▸ **WORK INSTRUCTION**:
Below are several records. Retype exactly those lines running from the one with "Verify that every instance of the woman's face" through the one with "Verify that every instance of the woman's dark", end lines included, and no others.

◇ ◇ ◇ ◇ ◇ ◇ ◇

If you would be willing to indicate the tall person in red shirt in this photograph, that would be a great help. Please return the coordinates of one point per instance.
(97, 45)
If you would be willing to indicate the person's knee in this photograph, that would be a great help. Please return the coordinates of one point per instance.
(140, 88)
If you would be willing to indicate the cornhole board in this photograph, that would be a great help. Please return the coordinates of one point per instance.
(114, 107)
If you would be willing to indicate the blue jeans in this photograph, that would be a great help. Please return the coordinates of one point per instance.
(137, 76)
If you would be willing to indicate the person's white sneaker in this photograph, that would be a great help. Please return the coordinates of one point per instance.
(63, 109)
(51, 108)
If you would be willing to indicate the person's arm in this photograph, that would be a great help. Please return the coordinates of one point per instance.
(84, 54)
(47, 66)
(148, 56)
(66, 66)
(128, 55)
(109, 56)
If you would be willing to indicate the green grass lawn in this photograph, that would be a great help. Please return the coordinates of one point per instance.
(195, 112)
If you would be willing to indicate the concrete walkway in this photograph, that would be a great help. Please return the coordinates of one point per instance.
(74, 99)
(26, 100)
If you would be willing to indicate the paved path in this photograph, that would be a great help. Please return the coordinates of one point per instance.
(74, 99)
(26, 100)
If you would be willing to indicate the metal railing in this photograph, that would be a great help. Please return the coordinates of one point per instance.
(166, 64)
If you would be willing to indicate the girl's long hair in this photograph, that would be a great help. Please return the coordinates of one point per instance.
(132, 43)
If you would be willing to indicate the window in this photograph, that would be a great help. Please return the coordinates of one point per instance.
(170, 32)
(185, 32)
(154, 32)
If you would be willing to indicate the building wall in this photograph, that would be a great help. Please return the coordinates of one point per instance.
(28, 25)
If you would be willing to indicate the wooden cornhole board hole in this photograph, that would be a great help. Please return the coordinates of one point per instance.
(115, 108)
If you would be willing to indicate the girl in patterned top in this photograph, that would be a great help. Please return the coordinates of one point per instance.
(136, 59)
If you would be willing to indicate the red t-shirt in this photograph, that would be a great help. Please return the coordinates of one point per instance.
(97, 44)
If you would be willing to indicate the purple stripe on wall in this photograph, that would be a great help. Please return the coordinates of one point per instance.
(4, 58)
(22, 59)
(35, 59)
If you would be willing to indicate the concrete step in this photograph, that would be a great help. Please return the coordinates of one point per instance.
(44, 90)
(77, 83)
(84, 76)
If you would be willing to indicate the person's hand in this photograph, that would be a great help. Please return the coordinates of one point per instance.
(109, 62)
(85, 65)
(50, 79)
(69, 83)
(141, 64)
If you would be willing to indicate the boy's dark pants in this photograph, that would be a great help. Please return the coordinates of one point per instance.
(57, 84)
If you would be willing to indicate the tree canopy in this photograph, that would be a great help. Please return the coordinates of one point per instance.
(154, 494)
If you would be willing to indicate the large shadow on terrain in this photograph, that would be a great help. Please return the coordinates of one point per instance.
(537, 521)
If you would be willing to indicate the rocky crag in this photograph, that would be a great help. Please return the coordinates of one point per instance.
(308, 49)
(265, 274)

◇ ◇ ◇ ◇ ◇ ◇ ◇

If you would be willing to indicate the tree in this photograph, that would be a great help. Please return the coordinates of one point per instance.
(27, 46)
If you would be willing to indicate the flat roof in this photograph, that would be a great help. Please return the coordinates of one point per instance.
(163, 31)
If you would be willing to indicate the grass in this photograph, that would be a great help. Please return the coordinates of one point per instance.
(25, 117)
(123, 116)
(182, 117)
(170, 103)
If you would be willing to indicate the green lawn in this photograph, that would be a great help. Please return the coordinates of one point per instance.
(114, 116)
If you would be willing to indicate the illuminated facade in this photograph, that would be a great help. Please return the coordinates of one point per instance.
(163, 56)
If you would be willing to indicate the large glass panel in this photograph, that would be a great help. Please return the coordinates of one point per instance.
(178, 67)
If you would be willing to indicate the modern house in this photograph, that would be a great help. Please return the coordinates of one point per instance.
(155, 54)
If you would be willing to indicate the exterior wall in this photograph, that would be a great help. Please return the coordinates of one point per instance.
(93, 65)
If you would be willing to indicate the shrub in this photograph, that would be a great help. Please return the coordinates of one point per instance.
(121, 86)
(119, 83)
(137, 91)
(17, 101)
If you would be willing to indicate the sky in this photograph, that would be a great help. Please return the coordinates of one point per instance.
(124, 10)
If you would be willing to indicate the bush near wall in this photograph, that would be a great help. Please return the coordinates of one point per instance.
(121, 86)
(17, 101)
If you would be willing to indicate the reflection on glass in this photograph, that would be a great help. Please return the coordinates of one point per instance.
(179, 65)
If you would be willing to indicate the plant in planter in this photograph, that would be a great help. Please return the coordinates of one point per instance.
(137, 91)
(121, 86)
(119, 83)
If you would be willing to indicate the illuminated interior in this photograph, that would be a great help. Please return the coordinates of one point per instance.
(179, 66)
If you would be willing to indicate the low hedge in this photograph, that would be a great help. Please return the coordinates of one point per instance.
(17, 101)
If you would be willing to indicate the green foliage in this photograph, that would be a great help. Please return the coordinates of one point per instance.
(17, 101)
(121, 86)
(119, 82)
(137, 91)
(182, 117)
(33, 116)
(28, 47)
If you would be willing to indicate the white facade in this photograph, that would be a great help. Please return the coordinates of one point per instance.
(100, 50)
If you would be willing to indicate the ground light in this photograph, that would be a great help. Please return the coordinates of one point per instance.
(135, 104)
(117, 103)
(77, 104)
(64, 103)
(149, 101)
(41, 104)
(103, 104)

◇ ◇ ◇ ◇ ◇ ◇ ◇

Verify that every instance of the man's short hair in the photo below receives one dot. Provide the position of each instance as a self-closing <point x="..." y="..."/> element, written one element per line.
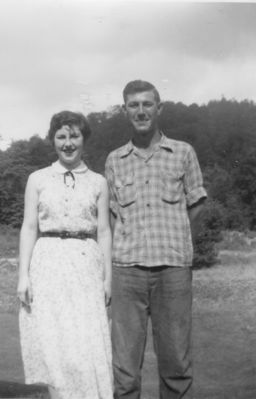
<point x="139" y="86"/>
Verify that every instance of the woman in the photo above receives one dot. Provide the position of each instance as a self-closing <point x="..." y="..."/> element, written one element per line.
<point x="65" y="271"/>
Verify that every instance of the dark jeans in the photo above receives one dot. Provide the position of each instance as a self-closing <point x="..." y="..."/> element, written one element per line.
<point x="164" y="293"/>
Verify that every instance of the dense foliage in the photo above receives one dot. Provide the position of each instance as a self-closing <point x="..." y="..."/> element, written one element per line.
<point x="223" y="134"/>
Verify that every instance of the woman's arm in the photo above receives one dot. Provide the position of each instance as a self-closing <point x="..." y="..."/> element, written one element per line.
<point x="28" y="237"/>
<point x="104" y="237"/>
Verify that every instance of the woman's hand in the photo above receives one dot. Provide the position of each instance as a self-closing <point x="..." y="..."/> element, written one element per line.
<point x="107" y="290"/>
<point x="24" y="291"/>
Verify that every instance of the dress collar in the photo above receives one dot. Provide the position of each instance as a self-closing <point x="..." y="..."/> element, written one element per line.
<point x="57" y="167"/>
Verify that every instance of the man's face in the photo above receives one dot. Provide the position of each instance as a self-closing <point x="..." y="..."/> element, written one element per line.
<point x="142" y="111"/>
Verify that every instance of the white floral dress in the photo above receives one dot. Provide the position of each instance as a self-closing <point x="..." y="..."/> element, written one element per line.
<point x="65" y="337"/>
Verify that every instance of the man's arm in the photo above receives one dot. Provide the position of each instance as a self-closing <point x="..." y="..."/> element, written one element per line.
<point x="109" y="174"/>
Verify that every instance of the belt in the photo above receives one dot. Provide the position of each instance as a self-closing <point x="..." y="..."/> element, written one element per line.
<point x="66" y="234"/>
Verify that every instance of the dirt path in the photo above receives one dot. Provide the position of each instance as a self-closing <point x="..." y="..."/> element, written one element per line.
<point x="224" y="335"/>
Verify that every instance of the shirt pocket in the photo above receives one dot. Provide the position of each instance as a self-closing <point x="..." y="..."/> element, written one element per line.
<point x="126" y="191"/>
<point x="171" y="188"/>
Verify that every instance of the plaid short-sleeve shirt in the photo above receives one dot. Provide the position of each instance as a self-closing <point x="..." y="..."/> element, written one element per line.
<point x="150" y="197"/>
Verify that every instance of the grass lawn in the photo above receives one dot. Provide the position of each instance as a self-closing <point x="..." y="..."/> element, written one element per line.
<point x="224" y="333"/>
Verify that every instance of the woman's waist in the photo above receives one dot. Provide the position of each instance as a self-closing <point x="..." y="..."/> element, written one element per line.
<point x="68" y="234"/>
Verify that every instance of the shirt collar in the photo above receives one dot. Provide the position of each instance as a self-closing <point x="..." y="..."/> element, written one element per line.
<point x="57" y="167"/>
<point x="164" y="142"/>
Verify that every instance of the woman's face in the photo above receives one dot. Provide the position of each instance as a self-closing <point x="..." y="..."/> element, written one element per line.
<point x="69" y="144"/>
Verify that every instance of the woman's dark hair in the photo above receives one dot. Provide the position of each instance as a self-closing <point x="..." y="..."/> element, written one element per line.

◇ ◇ ◇ ◇ ◇ ◇ ◇

▸ **ANSWER SECTION**:
Verify that every instance of the woman's face in the photo above receives one dot. Provide the position of each instance as a self-closing <point x="..." y="..."/> element, written one element per line.
<point x="69" y="144"/>
Verify that every instance of the woman's dark hair in the photo above receives one dot. Provide the position of each instance as a self-closing <point x="..." y="..."/> element, written one element per line.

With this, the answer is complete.